■ BRIEF A ■
Translate this sentence from the passage on apartment resident retention into Spanish: "Some communities give pet-rent discounts to those who adopt."
■ BRIEF B ■
Extend the passage on apartment resident retention past its final sentence, keeping its voice and format.

Here are a few ideas for operators to foster loyalty and prevent a never-ending turnstile of one-term residents.

Expand/refresh work-from-home capabilities
The remote-work boom was accelerating prior to the pandemic, which kicked it into hyper-speed. Sure, many residents have since returned to work, but many of them in hybrid fashion. Many industries discovered during the pandemic that employees could be just as productive offsite. A recent Owl Labs study shows that 16% of companies have gone fully remote and 62% of employee respondents said they work at home at least some of the time.

For the apartment world, it means residents are staying in the building more than ever—and they need to be able to effectively work from home. Co-working spaces, private work and meeting spaces, fully equipped conference rooms and ubiquitous WiFi are a few of the amenities that had been something of a bonus in the past. Residents expect them now. Developers and renovation teams are also beginning to reimagine in-home spaces to make them increasingly work-from-home friendly, including nooks that can serve as something of a mini-home office.

Innovative pet policies
If a resident cannot envision that their pet will be comfortable at a rental community, one of two things will happen. They’ll quickly move—or they won’t move in to begin with. On the flipside, renters in pet-friendly homes stay much longer—21% longer according to data from the Pet-Inclusive Housing Initiative—than renters in non-pet-friendly homes. Additionally, 83% of operators say pet-friendly vacancies are easier to fill, as residents put an even greater emphasis on the comfort level of their pets.

Examples of modern pet policies are extensive. Operators can shed standard breed and weight restrictions in favor of evaluating pets and pet owners on an individual basis. In the Pet Policies and Amenities in Multifamily report by PetScreening and J Turner Research, only 24% of residents are in favor of breed restrictions and only 20% are in favor of weight restrictions. This compelling data has made some operators rethink their breed restriction policies to welcome all breeds using now available screening criteria and tech tools.

Operators also can partner with local vets, dog walkers and pet concierge services, and they can host adoption events. Some communities give pet-rent discounts to those who adopt. Communities can also outsource their reasonable accommodation request review processes for assistance animals to ensure proper and lawful validation and to foster the most pet- and animal-friendly environment for all residents. And they can add simple pet amenities, such as a dog park with shade and pet-wash stations, to help create a pet-centric experience.

[Region pointing lines]
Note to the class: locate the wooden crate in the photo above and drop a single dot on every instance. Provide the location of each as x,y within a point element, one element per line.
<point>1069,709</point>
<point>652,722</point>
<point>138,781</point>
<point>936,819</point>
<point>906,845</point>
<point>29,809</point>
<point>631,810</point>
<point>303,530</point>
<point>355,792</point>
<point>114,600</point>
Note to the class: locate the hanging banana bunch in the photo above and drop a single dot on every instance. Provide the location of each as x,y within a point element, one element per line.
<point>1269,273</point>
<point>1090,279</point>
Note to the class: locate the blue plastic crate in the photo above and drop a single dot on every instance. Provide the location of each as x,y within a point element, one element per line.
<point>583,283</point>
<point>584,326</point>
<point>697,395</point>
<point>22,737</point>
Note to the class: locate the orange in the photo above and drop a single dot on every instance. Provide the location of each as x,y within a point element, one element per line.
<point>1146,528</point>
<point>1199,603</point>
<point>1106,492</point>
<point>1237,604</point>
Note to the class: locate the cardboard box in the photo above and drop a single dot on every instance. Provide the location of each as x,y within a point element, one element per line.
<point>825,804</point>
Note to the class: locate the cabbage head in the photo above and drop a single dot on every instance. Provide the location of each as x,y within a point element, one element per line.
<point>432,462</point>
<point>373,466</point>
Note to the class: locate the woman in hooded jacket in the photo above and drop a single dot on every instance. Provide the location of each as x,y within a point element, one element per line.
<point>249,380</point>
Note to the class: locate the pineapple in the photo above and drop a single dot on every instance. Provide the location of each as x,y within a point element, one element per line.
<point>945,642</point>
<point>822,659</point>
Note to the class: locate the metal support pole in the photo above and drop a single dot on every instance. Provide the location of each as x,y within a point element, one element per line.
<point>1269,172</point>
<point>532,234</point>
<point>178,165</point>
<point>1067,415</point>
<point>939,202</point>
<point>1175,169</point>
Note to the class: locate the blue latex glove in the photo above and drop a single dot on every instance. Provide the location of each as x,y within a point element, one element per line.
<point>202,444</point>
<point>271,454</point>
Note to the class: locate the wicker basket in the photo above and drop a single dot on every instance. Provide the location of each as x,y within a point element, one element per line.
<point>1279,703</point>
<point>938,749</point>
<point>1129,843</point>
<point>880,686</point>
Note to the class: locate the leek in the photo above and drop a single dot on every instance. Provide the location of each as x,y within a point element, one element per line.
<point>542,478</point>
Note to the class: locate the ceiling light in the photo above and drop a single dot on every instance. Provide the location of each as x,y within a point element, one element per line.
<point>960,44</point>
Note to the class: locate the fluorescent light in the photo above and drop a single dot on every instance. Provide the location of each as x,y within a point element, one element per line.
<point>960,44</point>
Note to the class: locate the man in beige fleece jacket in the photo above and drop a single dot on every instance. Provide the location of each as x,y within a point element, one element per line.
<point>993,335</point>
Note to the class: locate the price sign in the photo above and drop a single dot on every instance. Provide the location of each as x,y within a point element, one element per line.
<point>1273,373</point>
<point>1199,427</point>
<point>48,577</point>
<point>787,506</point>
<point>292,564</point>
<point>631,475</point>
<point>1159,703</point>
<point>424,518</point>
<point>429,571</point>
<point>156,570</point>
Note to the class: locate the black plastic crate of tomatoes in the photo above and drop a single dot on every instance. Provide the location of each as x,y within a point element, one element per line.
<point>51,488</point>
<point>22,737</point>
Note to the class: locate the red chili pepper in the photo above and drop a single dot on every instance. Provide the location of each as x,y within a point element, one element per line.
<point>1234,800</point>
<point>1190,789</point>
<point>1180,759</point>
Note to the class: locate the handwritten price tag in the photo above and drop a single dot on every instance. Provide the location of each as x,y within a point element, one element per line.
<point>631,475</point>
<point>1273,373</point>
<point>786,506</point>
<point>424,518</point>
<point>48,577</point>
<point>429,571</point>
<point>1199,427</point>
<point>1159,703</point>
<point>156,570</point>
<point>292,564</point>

■ RESPONSE A ■
Algunas comunidades ofrecen descuentos en la renta por mascota a quienes adoptan.

■ RESPONSE B ■
The Management Group, an Atlanta-based apartment operator, recently reported a staggering 80% renewal rate among pet-owning residents after overhauling standard pet policies in favor of a more modern approach.

Mobile Maintenance
Let’s cut right to the chase: if your service is poor, residents are drastically less likely to renew. Multifamily maintenance technicians are a hardworking bunch, but rental communities can make it easier on them by supplying them with the tools to succeed—beyond those kept in their toolbox.

Intuitive apps are available that enable residents to submit service requests remotely and communicate with techs throughout the process. This provides a dual convenience factor for both parties. Modern-day techs should no longer have to return to the office from one side of a sprawling property, only to hear a phone message about an issue that occurred two doors from where they just were. Digital communication platforms can do more than modernize maintenance requests: they enable residents to pay online, communicate with other members of the onsite team and access community events.

Apartment residents move all the time. But there’s usually a reason why they do, and oftentimes it’s to seek greener pastures. By using tech tools and making a handful of onsite adjustments, the industry could easily boost its retention rates and experience the welcome benefits of doing so.